===== Dataset content

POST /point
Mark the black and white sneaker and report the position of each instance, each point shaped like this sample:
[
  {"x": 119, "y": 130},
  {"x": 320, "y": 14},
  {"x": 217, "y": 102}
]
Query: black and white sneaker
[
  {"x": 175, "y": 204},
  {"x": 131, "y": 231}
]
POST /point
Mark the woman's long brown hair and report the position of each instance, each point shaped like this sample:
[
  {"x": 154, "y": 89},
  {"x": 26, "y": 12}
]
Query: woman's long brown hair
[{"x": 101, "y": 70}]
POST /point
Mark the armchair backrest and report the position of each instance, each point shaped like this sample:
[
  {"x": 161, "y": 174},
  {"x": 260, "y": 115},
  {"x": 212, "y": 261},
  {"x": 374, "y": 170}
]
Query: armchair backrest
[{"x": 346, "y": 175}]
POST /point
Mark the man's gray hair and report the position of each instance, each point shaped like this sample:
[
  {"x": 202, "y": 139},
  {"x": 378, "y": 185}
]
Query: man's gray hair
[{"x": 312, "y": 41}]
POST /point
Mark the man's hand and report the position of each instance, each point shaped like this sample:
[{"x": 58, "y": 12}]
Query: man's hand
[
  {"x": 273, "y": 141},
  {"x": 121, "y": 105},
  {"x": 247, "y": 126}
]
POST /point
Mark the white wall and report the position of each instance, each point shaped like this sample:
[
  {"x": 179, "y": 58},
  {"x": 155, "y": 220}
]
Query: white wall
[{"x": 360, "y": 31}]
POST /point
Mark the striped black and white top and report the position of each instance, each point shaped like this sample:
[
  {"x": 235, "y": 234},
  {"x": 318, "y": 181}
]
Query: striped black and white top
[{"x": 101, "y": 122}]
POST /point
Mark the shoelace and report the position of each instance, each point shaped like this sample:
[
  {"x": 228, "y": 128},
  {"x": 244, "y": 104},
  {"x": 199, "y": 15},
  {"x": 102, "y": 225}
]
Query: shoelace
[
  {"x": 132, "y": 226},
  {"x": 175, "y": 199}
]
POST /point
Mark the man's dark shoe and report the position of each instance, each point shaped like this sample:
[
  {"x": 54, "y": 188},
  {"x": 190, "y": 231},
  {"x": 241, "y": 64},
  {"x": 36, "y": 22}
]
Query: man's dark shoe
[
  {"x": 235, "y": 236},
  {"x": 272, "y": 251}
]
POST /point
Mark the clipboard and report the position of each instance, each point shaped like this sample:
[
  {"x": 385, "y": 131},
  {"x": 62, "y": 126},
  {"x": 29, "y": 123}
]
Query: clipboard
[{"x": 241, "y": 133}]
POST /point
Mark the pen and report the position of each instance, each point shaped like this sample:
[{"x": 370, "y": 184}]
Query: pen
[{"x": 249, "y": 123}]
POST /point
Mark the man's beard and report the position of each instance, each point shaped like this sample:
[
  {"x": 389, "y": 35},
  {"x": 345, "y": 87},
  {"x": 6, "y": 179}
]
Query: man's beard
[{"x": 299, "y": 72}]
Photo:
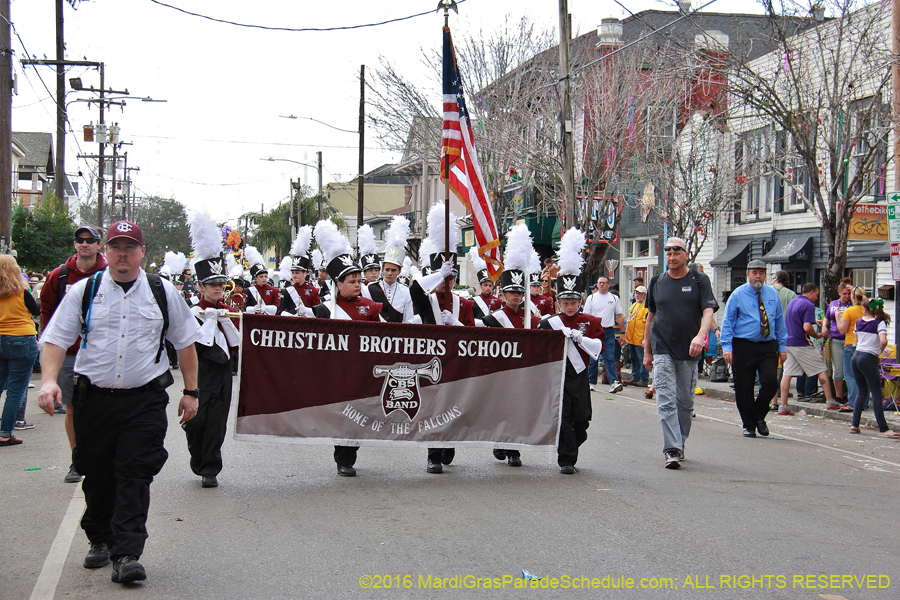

==========

◆ Exercise goal
Find every line in the listing above that contains the word "striped", and copy each of those lines out in full.

◆ Answer below
Mark the striped black and white top and report the position of each instance, each point shaped like this sample:
Query: striped black and white top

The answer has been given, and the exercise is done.